Schultz, No. 28,508, slip op. at 7.

{19} We review “[a] court’s decision not to excuse a party’s failure to file a timely appeal
. . . applying an abuse of discretion standard.” Trujillo, 117 N.M. at 276, 871 P.2d at 372.
In considering this issue, we also note that “it is this Court’s policy to construe both statutes
and court rules in favor of deciding an appeal on the merits whenever possible.” Lovelace
Med. Ctr. v. Mendez, 111 N.M. 336, 339, 805 P.2d 603, 606 (1991). In particular, notices
of appeal, even where technically defective, should be liberally construed to allow
consideration of the case on the merits. See In re Application No. 0436-A Into 3841 (Sleeper
v. Ensenada Land & Water Ass’n), 101 N.M. 579, 581, 686 P.2d 269, 271 (Ct. App. 1984)
(the reviewing court favors the interpretation which permits a review on the merits). This
principle is derived from the New Mexico Constitution, which provides that “an aggrieved
party shall have an absolute right to one appeal.” N.M. Const., art. VI, § 2. In Trujillo, we
reaffirmed our commitment to the principle that our rules should “expedite rather than hinder
this right,” while acknowledging that the right to an appeal must be balanced with “the need
for the efficient administration of justice.” 117 N.M. at 276, 871 P.2d at 372. We concluded
that

        [p]rocedural formalities should not outweigh basic rights where the facts
        present a marginal case which does not lend itself to a bright-line
        interpretation. Where ... there are two possible interpretations relating to the
        right to an appeal, that interpretation which permits a review on the merits
        rather than rigidly restricting appellate review should be favored.

◆ **Aim 1**
Turn the entries, from the first line through the line with "(1064, 619)", into a Markdown table with the columns Row and Line, leaving out blank lines and the pictures.

◆ **Source records**
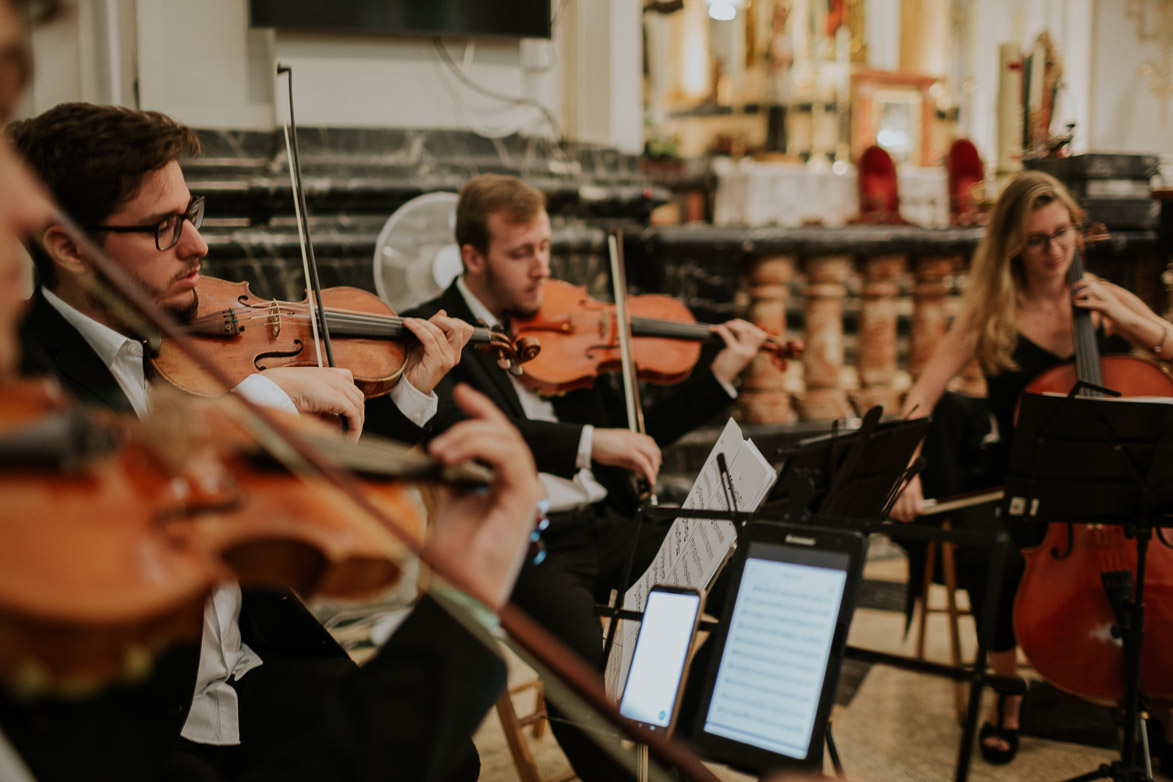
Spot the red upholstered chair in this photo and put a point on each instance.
(965, 174)
(879, 195)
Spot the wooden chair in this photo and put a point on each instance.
(953, 613)
(514, 726)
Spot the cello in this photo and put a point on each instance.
(1064, 619)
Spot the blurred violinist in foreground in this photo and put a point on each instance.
(1017, 320)
(303, 712)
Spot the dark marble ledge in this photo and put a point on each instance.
(356, 238)
(341, 185)
(854, 239)
(413, 147)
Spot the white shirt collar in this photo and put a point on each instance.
(104, 340)
(480, 312)
(122, 355)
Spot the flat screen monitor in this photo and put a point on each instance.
(476, 18)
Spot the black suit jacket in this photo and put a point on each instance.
(429, 667)
(555, 446)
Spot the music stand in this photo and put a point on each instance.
(1080, 460)
(854, 475)
(833, 478)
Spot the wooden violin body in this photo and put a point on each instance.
(580, 339)
(244, 334)
(112, 549)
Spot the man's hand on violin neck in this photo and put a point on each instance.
(482, 536)
(325, 392)
(743, 340)
(628, 449)
(441, 340)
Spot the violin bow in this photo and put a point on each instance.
(293, 450)
(309, 262)
(623, 332)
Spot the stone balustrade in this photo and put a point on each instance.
(870, 303)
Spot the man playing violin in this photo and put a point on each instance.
(135, 199)
(584, 454)
(116, 172)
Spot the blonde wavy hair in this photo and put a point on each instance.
(997, 284)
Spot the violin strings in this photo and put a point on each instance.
(341, 318)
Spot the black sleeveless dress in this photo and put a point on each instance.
(1003, 390)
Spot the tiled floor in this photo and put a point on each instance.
(899, 727)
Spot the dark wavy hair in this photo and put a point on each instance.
(94, 158)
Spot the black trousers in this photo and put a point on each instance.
(585, 559)
(277, 700)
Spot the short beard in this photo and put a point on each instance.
(490, 284)
(122, 315)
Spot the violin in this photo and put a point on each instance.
(148, 517)
(1063, 617)
(244, 334)
(580, 341)
(92, 584)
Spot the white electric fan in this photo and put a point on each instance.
(417, 257)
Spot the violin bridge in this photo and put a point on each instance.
(275, 319)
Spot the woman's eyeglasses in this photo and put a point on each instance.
(1038, 243)
(169, 229)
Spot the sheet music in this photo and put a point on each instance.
(693, 550)
(767, 689)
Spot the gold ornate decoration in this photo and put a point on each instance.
(1154, 25)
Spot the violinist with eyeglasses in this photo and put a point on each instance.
(271, 696)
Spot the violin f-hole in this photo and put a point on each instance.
(259, 360)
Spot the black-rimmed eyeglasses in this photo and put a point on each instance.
(1064, 236)
(169, 229)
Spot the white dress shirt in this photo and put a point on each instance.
(214, 718)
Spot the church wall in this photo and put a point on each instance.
(1129, 114)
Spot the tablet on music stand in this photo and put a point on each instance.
(775, 663)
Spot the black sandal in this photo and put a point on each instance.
(996, 755)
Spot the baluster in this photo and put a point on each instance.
(930, 314)
(877, 347)
(764, 398)
(822, 360)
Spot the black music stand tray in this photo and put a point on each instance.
(1080, 460)
(861, 473)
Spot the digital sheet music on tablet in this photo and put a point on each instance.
(771, 677)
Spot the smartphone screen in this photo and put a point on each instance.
(662, 650)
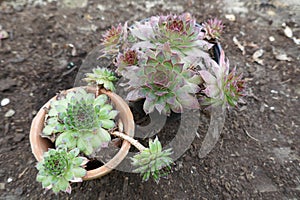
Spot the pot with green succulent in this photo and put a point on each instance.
(170, 65)
(72, 128)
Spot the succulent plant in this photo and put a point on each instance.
(222, 88)
(181, 32)
(213, 29)
(103, 77)
(59, 167)
(80, 121)
(153, 161)
(164, 82)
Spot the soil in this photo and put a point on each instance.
(257, 156)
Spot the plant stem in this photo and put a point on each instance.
(98, 90)
(131, 140)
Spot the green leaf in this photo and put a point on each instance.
(100, 100)
(63, 184)
(79, 172)
(84, 146)
(77, 161)
(66, 139)
(48, 130)
(107, 123)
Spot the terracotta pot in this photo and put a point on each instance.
(40, 145)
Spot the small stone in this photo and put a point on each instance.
(272, 39)
(274, 91)
(3, 34)
(230, 17)
(288, 32)
(18, 137)
(5, 101)
(6, 84)
(19, 191)
(9, 113)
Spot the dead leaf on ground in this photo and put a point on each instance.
(281, 55)
(240, 46)
(256, 56)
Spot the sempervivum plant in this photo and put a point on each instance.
(80, 120)
(221, 87)
(59, 167)
(163, 80)
(153, 161)
(162, 57)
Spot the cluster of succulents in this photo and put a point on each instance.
(59, 167)
(221, 87)
(80, 120)
(164, 60)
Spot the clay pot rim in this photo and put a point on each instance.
(38, 143)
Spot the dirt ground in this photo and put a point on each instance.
(258, 154)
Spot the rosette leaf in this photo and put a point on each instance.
(164, 82)
(80, 121)
(153, 161)
(222, 87)
(59, 167)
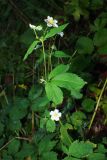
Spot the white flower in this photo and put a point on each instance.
(38, 28)
(53, 47)
(42, 80)
(55, 115)
(61, 34)
(32, 26)
(51, 22)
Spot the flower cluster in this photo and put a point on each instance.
(53, 23)
(37, 28)
(55, 115)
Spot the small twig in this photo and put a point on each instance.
(21, 138)
(19, 12)
(7, 144)
(97, 105)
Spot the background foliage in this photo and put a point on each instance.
(85, 44)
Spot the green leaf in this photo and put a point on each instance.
(61, 54)
(102, 50)
(40, 104)
(58, 70)
(14, 125)
(1, 128)
(88, 104)
(65, 138)
(100, 38)
(101, 149)
(97, 156)
(46, 156)
(34, 92)
(76, 94)
(54, 93)
(46, 145)
(30, 49)
(80, 149)
(55, 31)
(70, 158)
(26, 150)
(77, 119)
(50, 125)
(69, 81)
(13, 147)
(84, 45)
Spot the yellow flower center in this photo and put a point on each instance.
(51, 21)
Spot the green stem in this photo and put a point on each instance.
(33, 127)
(97, 105)
(67, 133)
(44, 57)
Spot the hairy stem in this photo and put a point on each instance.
(97, 105)
(44, 57)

◆ **Aim 2**
Return the passage of the court opinion from "[p]rocedural formalities should" to "should be favored." word for word.

◆ **Correct answer 1**
| Row | Line |
|---|---|
| 1 | Spot the red upholstered chair in this photo and put a point on each instance. |
| 2 | (965, 174) |
| 3 | (879, 195) |
| 4 | Spot the wooden chair in this photo and put a point on each instance. |
| 5 | (953, 613) |
| 6 | (514, 726) |
| 7 | Spot the cello in this photo and put a point on each instance. |
| 8 | (1064, 619) |

◆ **Correct answer 2**
[p]rocedural formalities should not outweigh basic rights where the facts
        present a marginal case which does not lend itself to a bright-line
        interpretation. Where ... there are two possible interpretations relating to the
        right to an appeal, that interpretation which permits a review on the merits
        rather than rigidly restricting appellate review should be favored.